- [Exercise instructions] Can you restate the records below word for word?

+ + +

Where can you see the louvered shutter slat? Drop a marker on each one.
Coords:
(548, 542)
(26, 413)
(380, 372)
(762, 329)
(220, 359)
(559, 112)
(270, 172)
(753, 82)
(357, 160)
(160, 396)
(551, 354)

+ + +

- [Response]
Where can you see the louvered shutter slat? Drop a marker on each one.
Coords:
(548, 542)
(26, 413)
(380, 372)
(762, 329)
(220, 359)
(559, 112)
(270, 172)
(753, 82)
(357, 160)
(160, 396)
(551, 354)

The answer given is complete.